▶ _WHAT YOU HAVE TO DO_:
Print all of the data exactly.

|---|

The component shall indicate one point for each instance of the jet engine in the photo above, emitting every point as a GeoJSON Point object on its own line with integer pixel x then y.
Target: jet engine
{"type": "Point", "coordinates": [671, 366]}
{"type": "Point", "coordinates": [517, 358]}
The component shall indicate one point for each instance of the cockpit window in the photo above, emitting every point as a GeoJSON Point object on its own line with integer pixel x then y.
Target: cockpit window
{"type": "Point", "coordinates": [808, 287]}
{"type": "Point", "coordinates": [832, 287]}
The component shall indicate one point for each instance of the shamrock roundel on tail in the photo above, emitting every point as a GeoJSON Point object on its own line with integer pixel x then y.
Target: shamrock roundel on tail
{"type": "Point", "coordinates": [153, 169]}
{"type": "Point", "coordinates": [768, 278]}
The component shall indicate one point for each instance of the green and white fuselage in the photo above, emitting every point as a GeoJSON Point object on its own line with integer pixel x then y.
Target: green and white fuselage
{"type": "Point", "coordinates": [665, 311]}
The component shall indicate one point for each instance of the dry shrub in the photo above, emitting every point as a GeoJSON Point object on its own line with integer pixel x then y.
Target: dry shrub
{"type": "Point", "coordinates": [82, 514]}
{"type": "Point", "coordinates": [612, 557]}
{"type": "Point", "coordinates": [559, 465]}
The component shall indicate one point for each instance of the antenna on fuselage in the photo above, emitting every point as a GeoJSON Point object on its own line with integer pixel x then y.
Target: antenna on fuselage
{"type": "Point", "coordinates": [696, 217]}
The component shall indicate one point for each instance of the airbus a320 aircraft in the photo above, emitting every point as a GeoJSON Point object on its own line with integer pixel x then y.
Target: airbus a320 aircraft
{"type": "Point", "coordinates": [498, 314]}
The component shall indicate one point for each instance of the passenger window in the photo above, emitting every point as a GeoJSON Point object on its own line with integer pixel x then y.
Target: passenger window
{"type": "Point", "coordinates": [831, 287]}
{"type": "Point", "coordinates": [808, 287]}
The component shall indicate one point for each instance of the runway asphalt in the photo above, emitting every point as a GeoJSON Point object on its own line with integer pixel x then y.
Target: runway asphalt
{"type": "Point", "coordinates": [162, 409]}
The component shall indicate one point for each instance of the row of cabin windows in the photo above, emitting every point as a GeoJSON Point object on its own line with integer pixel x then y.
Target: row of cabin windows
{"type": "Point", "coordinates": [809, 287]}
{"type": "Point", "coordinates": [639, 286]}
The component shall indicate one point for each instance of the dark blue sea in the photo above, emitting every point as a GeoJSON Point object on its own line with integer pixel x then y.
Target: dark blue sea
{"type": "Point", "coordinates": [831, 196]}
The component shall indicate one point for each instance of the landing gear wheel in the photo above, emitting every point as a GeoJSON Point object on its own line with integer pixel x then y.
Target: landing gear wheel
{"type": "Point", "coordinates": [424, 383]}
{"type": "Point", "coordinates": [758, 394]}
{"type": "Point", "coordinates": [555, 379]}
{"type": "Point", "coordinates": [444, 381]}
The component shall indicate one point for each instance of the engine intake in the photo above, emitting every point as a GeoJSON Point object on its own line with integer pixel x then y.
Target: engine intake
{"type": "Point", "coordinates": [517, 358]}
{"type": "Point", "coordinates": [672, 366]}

|---|

▶ _EXERCISE SOLUTION_:
The component shall indicate one point for each instance of the jet engine in the photo above, emitting every point as a GeoJSON Point object on its own line with integer pixel x then y.
Target: jet engine
{"type": "Point", "coordinates": [671, 366]}
{"type": "Point", "coordinates": [517, 358]}
The component shall indicate one point for each instance of the cockpit window in the photo above, emitting every point as a GeoJSON Point object on its own line with integer pixel x then y.
Target: cockpit window
{"type": "Point", "coordinates": [808, 287]}
{"type": "Point", "coordinates": [832, 287]}
The component shall indicate one point for each instance of the shamrock roundel on tail in the photo above, emitting every point as a GeoJSON Point object on its own line with integer pixel x then y.
Target: shamrock roundel on tail
{"type": "Point", "coordinates": [153, 169]}
{"type": "Point", "coordinates": [768, 278]}
The component shall indicate one point for each instance of the green and white fuselage in the photo above, emitting every point as a GeoJSON Point object on its own line with integer pixel x then y.
Target: green and white fuselage
{"type": "Point", "coordinates": [665, 311]}
The component shall indicate one point for each instance of the dry shrub in the photo above, emitting every point as a GeoJSON Point object on its own line with integer pixel x then y.
Target: dry shrub
{"type": "Point", "coordinates": [82, 514]}
{"type": "Point", "coordinates": [612, 557]}
{"type": "Point", "coordinates": [559, 465]}
The component shall indicate one point for each instance of the antenna on fuselage in the photo above, emitting every point as a GeoJSON Point object on its own line with integer pixel x then y.
Target: antenna on fuselage
{"type": "Point", "coordinates": [696, 217]}
The component shall indicate one point for each instance of the airbus a320 aircraft in the photo above, emitting every point as a GeoJSON Point object on its own line with integer pixel x then y.
Target: airbus a320 aircraft
{"type": "Point", "coordinates": [498, 314]}
The component shall indicate one point for each instance of the passenger window in the photo above, emitting every point as a GeoJSON Point object on its own line with integer pixel x then y.
Target: passenger window
{"type": "Point", "coordinates": [831, 287]}
{"type": "Point", "coordinates": [808, 287]}
The component shall indicate one point for each instance of the runway asphalt in the photo above, emitting every point as a GeoJSON Point object on its own line with integer pixel x then y.
Target: runway asphalt
{"type": "Point", "coordinates": [162, 409]}
The component shall indicate one point for each instance of the row of cabin windows in the photo above, emitting every point as a GeoJSON Point object on its own line with integer pixel x then y.
Target: row of cabin windows
{"type": "Point", "coordinates": [809, 287]}
{"type": "Point", "coordinates": [639, 286]}
The component shall indicate one point for each instance of the dark blue sea in the photo above, emitting every point as a GeoJSON Point object on its own line with integer pixel x then y.
Target: dark blue sea
{"type": "Point", "coordinates": [831, 196]}
The component shall indicate one point for each instance of the landing gear wheel in the photo above, emitting every point as a GeoJSON Point object on its own line with integer pixel x then y.
Target: landing gear wheel
{"type": "Point", "coordinates": [424, 383]}
{"type": "Point", "coordinates": [758, 394]}
{"type": "Point", "coordinates": [555, 379]}
{"type": "Point", "coordinates": [444, 381]}
The component shall indicate one point for each instance of the engine intake in the photo above, emitting every point as a GeoJSON Point object on its own line with integer pixel x then y.
Target: engine intake
{"type": "Point", "coordinates": [517, 358]}
{"type": "Point", "coordinates": [672, 366]}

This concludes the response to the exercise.